| EXERCISE |
Substitute "survey record" for every "field-scouting log" in all the lines below, leaving everything else unchanged. Do not include the pictures in your answer.

Point labeling data based on photos:
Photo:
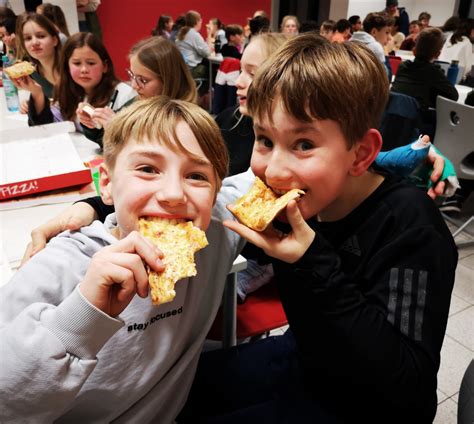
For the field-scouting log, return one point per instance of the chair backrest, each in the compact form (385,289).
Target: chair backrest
(225,91)
(400,121)
(455,135)
(394,63)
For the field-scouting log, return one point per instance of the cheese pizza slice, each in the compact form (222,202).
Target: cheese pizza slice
(19,69)
(178,240)
(260,205)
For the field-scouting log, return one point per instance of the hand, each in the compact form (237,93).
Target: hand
(437,161)
(74,217)
(24,107)
(84,118)
(103,115)
(29,84)
(286,247)
(117,273)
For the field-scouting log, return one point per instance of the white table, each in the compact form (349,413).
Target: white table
(16,225)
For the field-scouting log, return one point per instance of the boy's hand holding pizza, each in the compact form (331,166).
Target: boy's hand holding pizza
(117,273)
(258,208)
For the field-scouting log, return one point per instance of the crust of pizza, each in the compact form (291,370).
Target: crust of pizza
(19,69)
(178,241)
(260,205)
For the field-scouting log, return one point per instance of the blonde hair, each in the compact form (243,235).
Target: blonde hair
(163,58)
(316,79)
(191,19)
(156,119)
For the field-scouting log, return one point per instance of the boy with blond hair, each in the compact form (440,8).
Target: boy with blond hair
(81,341)
(364,262)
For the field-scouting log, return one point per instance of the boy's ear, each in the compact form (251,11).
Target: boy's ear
(105,183)
(366,150)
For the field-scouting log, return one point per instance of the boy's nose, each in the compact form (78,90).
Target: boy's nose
(171,192)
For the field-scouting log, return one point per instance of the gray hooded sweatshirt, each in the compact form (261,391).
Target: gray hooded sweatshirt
(63,360)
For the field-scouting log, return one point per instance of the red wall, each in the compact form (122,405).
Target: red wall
(124,22)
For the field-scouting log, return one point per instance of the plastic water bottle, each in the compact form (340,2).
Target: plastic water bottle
(453,71)
(11,92)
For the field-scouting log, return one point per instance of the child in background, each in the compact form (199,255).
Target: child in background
(86,341)
(327,29)
(234,35)
(164,26)
(421,78)
(156,68)
(39,38)
(55,14)
(364,262)
(290,25)
(87,75)
(410,40)
(342,32)
(375,36)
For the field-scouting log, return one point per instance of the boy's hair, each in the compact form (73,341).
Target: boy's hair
(190,21)
(161,25)
(429,43)
(271,41)
(375,20)
(156,119)
(56,15)
(44,23)
(163,58)
(259,24)
(342,25)
(68,93)
(233,29)
(354,19)
(316,79)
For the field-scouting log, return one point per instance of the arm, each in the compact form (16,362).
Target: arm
(365,346)
(51,347)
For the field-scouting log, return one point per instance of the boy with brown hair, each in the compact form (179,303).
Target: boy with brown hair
(364,262)
(81,342)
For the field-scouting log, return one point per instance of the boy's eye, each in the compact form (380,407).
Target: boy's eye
(147,169)
(198,176)
(265,142)
(304,145)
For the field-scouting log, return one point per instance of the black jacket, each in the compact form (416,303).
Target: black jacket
(368,305)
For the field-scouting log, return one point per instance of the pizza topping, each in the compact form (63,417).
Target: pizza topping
(19,69)
(259,207)
(178,240)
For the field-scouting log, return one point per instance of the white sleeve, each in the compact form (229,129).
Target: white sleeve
(50,336)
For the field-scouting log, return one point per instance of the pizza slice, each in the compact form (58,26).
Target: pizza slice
(19,69)
(260,205)
(178,240)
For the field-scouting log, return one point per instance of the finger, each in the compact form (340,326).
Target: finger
(252,236)
(27,255)
(136,243)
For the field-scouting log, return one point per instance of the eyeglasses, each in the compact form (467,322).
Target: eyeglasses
(140,81)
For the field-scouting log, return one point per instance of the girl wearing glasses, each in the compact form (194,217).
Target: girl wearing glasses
(156,67)
(86,75)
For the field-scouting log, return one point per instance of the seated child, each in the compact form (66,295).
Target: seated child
(86,75)
(234,35)
(421,78)
(364,262)
(81,342)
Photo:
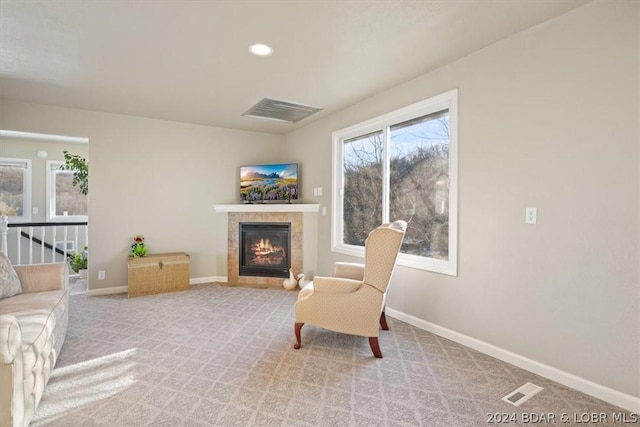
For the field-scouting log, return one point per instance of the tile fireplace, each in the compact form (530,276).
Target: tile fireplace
(264,249)
(302,218)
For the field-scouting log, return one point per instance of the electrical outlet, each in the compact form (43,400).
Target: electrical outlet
(531,215)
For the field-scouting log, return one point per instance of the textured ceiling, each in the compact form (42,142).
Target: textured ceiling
(188,61)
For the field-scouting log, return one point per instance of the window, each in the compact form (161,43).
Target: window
(64,201)
(402,165)
(15,189)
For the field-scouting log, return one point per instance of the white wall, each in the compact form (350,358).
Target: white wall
(547,118)
(151,177)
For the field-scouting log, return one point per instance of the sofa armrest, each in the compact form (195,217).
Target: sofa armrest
(335,285)
(11,372)
(43,277)
(348,270)
(10,339)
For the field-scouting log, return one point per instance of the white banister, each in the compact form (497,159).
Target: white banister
(18,239)
(30,245)
(42,238)
(53,239)
(4,226)
(43,234)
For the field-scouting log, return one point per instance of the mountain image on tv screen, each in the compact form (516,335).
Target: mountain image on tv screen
(265,183)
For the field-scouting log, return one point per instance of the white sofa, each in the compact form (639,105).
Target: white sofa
(33,326)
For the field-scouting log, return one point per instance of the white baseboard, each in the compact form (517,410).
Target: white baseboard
(125,289)
(598,391)
(107,291)
(210,279)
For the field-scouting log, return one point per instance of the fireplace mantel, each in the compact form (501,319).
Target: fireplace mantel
(267,207)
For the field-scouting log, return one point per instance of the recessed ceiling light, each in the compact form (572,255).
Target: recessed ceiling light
(260,49)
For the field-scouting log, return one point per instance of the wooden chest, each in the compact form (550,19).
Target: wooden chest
(157,273)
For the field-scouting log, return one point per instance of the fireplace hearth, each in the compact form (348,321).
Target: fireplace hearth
(264,249)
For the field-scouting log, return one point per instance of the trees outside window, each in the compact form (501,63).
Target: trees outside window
(64,200)
(15,189)
(402,165)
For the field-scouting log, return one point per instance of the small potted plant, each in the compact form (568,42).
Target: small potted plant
(78,262)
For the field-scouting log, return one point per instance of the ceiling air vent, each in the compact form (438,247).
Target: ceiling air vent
(284,111)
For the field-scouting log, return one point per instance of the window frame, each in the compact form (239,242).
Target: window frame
(27,192)
(383,123)
(51,196)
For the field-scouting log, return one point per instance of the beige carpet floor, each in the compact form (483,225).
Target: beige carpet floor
(222,356)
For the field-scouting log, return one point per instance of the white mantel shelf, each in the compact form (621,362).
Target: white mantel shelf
(268,207)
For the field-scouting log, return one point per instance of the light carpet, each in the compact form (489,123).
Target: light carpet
(219,355)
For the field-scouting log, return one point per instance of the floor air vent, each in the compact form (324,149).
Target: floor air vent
(521,395)
(284,111)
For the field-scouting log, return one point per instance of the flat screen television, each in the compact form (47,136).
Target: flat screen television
(269,183)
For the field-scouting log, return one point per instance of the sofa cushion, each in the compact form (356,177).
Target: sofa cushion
(9,282)
(33,312)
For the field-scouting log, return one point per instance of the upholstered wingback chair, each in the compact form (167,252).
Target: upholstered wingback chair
(352,301)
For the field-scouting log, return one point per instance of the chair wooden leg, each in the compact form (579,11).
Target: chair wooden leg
(375,347)
(383,322)
(297,328)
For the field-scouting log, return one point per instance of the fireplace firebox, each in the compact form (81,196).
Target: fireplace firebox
(265,249)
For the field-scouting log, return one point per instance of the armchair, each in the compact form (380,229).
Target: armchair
(352,301)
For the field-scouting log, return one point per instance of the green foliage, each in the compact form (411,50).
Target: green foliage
(79,260)
(80,168)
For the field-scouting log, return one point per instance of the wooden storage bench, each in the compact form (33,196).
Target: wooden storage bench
(157,273)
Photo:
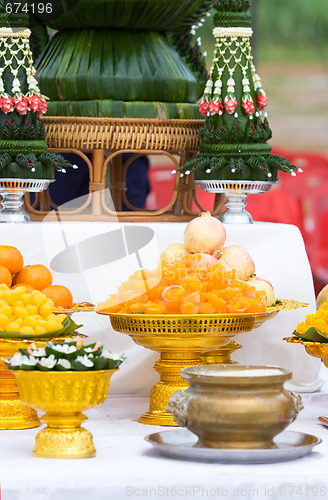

| RESULT OF THE TASK |
Photo:
For the survey record, return one point per instance of the chair backrest, each in the compact form (385,289).
Target: chair backrest
(225,91)
(400,121)
(455,135)
(394,63)
For the survey record, return one point per instance of the cheese pizza slice, each in the compact form (222,202).
Target: cheese pizza slice
(19,69)
(178,240)
(260,205)
For the survey record, return one point per instance of the hand, each in the compact form (237,93).
Target: hand
(437,161)
(74,217)
(24,107)
(84,118)
(103,115)
(29,84)
(286,247)
(117,273)
For the survey record, return one point per instance of the white table, each in the compact form (349,413).
Target: white table
(16,225)
For the survey record, return one point per instance of the boy's hand holding pizza, each in the compact form (331,166).
Target: boy's hand holding pizza
(117,273)
(258,208)
For the survey record, return one point per instance of the crust of pizza, each in the compact form (291,370).
Target: crust of pizza
(19,69)
(178,241)
(260,205)
For the survey record, return one point per instance of the blonde hair, each in the compact form (243,235).
Target: blonde hair
(163,58)
(316,79)
(191,19)
(156,119)
For the survey record, return one point per instance of the boy with blond hair, each in the compact form (440,8).
Target: boy with blond hair
(81,341)
(364,262)
For the survey record, return one point per instance of the boy's ear, each in the compact form (251,11).
Target: boy's ear
(105,183)
(366,150)
For the survey record, return one point per instance of the boy's nose, each in the compact form (78,90).
Target: boy's nose
(171,192)
For the survey record, return one point per instance of the gray hooded sweatshirt, each in the compact form (261,391).
Target: gray hooded sweatshirt
(63,360)
For the survey record, return one point per instance of the red wall, each in the compact form (122,405).
Target: red wall
(124,22)
For the survey record, return one point per instance of the plastic water bottle, each in the compact form (340,2).
Target: plastic water bottle
(453,71)
(11,92)
For the survey record, return one point per instance of the child in background, each in the compact form (199,255).
Target: child in background
(86,341)
(327,29)
(234,35)
(164,26)
(421,78)
(156,68)
(39,38)
(55,14)
(364,262)
(290,25)
(87,75)
(410,40)
(342,32)
(375,36)
For the survey record, return one point per instance of the boy's hair, each in the compact form (73,341).
Target: boy's hair
(190,21)
(161,25)
(429,43)
(271,41)
(375,20)
(156,119)
(56,15)
(44,23)
(163,58)
(259,24)
(342,25)
(68,93)
(233,29)
(354,19)
(316,79)
For the survey record, return one point per instance of the arm, each in the compact form (16,362).
Target: arm
(365,346)
(51,347)
For the survey record, return one point per instance of the boy with brown hair, each in the compact form (179,303).
Target: boy with brown hair
(364,262)
(81,342)
For the survey record, return one point per instance of the boy's eye, each in the compact form (380,407).
Target: boy's eye
(147,169)
(198,176)
(265,142)
(304,145)
For the survey record, return one point per instance of the black jacket, each in the compact form (416,303).
Target: black jacket
(368,305)
For the survey record, return one point per instance of the pizza topping, each in the compact form (63,417).
Target: pizza topping
(19,69)
(259,207)
(178,240)
For the survey record, return one point per instance of the white sleeve, each in the compact form (229,129).
Target: white sleeve
(50,336)
For the survey record, return one point per instance of the pizza slice, each in the compact form (58,26).
Target: pizza slice
(19,69)
(260,205)
(178,240)
For the survey record, return one point per instance of the finger, each in the compact form (340,326).
Target: finger
(252,236)
(27,255)
(136,243)
For the survey record, return one point per instance of the eyeglasses, each in the compact form (467,322).
Target: eyeglasses
(140,81)
For the survey record, return one point per instance of the girl wearing glasses, each in the compact form (194,217).
Target: girl wearing glasses
(156,67)
(86,75)
For the survey record, return one point per instance of the seated child, each in the compact form (66,295).
Target: seated child
(86,75)
(234,35)
(421,78)
(364,262)
(81,342)
Photo:
For the survey record, return one point per instance of the tile fireplace, each in the compact form (530,276).
Target: tile fireplace
(264,249)
(302,218)
For the survey record, return one point per instance of the electrical outlet, each in the compact form (43,400).
Target: electrical outlet
(531,215)
For the survey record, return one point per instance of the textured ceiling, each in the compact form (42,142).
Target: textured ceiling
(188,61)
For the survey record, return one point per instance of the window, each in the compact form (161,43).
Target: window
(64,201)
(402,165)
(15,189)
For the survey record, return one point per instance of the white wall, each in the compact form (350,358).
Target: white wall
(547,118)
(151,177)
For the survey record, return one point per instance of the sofa armrest, each in the compact form (195,217).
Target: sofa armrest
(335,285)
(11,372)
(43,277)
(348,270)
(10,339)
For the survey record, return one point per instance of the white banister, each in the compact form (497,159).
Target: white banister
(18,239)
(30,245)
(42,238)
(53,239)
(4,226)
(43,234)
For the survey record, return one point per instance of the mountain image on tv screen, each in the compact form (516,335).
Target: mountain image on tv screen
(265,183)
For the survey record, return one point per instance of the white sofa, each in the compact form (639,105).
Target: white sofa
(33,326)
For the survey record, return one point per instance of the white baseboard, each in the compact form (517,410).
Target: white baseboard
(125,289)
(598,391)
(107,291)
(210,279)
For the survey record, return one point per instance of the fireplace mantel, each in the compact form (501,319).
Target: fireplace mantel
(267,207)
For the survey record, return one point per instance of the recessed ceiling light, each in the compact form (572,255).
Target: recessed ceiling light
(260,49)
For the survey record, return one point per instance of the wooden chest, each in the compact form (550,19).
Target: wooden chest
(157,273)
For the survey record, return one point per instance of the fireplace hearth, each in the compact form (348,321).
Target: fireplace hearth
(264,249)
For the survey record, return one point per instance of the trees outside window, each in the compact form (501,63).
Target: trees outside window
(64,200)
(15,189)
(402,165)
For the survey record, return one point per instance of the small potted plant, each in the compact form (568,42).
Target: small potted plant
(78,262)
For the survey record, return one point per instance of the ceiling air vent, each in the compact form (438,247).
Target: ceiling air vent
(284,111)
For the survey record, return one point per instance of the window frame, each in the compact form (239,242).
Target: window frame
(27,192)
(383,123)
(51,196)
For the survey record, return one point per instance of the beige carpet floor, each in the compact form (483,225).
Target: beige carpet floor
(222,356)
For the survey record, return one point per instance of the white mantel shelf, each in the compact form (621,362).
Target: white mantel shelf
(268,207)
For the survey record, return one point per instance of the light carpet, each in the compact form (489,123).
Target: light carpet
(219,355)
For the survey record, return one point per instance of the floor air vent, each in the compact form (324,149).
Target: floor air vent
(521,395)
(284,111)
For the survey record, return one point per instance of the flat screen television, each in the compact form (47,136).
Target: flat screen television
(269,183)
For the survey record, return one point per instance of the sofa cushion, each in the compact form (356,177).
Target: sofa cushion
(9,282)
(33,312)
For the survey record, return one point per instance of the upholstered wingback chair, each in the compact form (167,252).
Target: upholstered wingback chair
(352,301)
For the survey record, return one point per instance of the chair wooden leg, each in the compact form (579,11).
Target: chair wooden leg
(375,347)
(383,322)
(297,328)
For the survey record, return one point per instance of the fireplace firebox, each in the compact form (81,196).
Target: fireplace firebox
(265,249)
For the survey record, return one point per instance of the armchair, each in the compact form (380,229).
Target: armchair
(352,301)
For the survey record, return one point per instance of the green foliage, each in the compact form (411,50).
Target: green foliage
(79,260)
(80,168)
For the survey record, return one point per instance of the wooden storage bench, each in the compact form (33,196).
Target: wooden storage bench
(157,273)
Photo:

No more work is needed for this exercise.